◆ Challenge 1: Can you retype the stretch of the shrimp rack thread from "i'll be posting" through "trips to winco)"?

[Begin Supplied text]

# ADA 45-P Shrimp Rack (Startup)



## Dany08fa (Jul 3, 2012)

So here's one of the new projects i've been working on. (also working on a mr aqua 12L)

diy shrimp rack was built with the help of my dad.
tanks: x3 ada 45-P
lighting: x3 archaea 45cm leds
filtration: x3 bubble filters
substrate: ada aquasoil amazonia/africana

i already ordered some plants and will order some more, but basically wanna keep everything simple and low maintenance. tanks will all be very low tech... i already have shrimp in my 20 gallon. they will be transferred over eventually. i'll probably be ordering more shrimp as well once cycled.

heres some pics of the rack in my room.




































i will be using amazonia for my crs/cbs/goldens, but wanted to go with the africana for my tbs. Anyone here using africana and have anything to say about it? 

i'll be posting updates on this thread. will be adding soil tomorrow and will start the cycling process as soon as my ro/di unit arrives. (tired of making trips to winco)


----------



## Couesfanatic (Sep 28, 2009)

That is so awesome. I hope you bolted the top of the cabinet to the wall. The lights being hidden is really nice.


----------



## shift (Jan 7, 2013)

Looks good. did you make the shelf yourself?


----------



## Dany08fa (Jul 3, 2012)

i dont thing the rack will move once the tanks are filled. the rack is pretty heavy and is already very stable as it is.

i also like how the lights are hidden, but they might come down and sit on top of the tanks if the lights dont end up being bright enough. i'm planning on building up the substrate a good 3"-4" so that should help.

the shelf was made by my dad and me. turned out a lot better then i thought, but looks better in the pics. it is paint not laminate.


----------



## Green_Flash (Apr 15, 2012)

I agree this is a awesome setup! Great job on the cabinet!


----------



## GMYukonon24s (May 3, 2009)

Wow that's nice!


----------



## Assassynation (Dec 23, 2011)

Good work, you and your dad!


----------



## binbin9 (Jan 31, 2012)

Dude that's looking super clean


----------



## Geniusdudekiran (Dec 6, 2010)

Ohhhh boyyyy. This is gonna be sick!


----------



## MsNemoShrimp (Apr 25, 2011)

Dany08fa said:


> i dont thing the rack will move once the tanks are filled. the rack is pretty heavy and is already very stable as it is.
> 
> i also like how the lights are hidden, but they might come down and sit on top of the tanks if the lights dont end up being bright enough. i'm planning on building up the substrate a good 3"-4" so that should help.
> 
> the shelf was made by my dad and me. turned out a lot better then i thought, but looks better in the pics. it is paint not laminate.

[End Supplied text]

◆ Challenge 2: Which of the rows below contain the word "instance"? Show each of those rows in full.

[Begin Data in this exercise]

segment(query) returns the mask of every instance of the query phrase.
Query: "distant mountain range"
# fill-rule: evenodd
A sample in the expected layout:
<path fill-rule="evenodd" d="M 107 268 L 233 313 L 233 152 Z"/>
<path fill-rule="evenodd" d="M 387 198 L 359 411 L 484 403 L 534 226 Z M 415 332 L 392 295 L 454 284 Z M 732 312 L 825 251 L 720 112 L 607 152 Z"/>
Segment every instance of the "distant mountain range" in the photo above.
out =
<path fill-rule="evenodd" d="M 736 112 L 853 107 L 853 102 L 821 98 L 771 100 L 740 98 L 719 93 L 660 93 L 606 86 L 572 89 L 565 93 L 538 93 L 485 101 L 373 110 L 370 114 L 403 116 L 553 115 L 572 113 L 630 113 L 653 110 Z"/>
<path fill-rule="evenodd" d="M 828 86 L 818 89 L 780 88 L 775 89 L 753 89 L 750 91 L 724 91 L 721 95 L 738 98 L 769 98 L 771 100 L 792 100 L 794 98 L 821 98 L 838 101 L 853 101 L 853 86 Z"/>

[End Data in this exercise]

◆ Complete response 1:
i'll be posting updates on this thread. will be adding soil tomorrow and will start the cycling process as soon as my ro/di unit arrives. (tired of making trips to winco)

◆ Complete response 2:
segment(query) returns the mask of every instance of the query phrase.
Segment every instance of the "distant mountain range" in the photo above.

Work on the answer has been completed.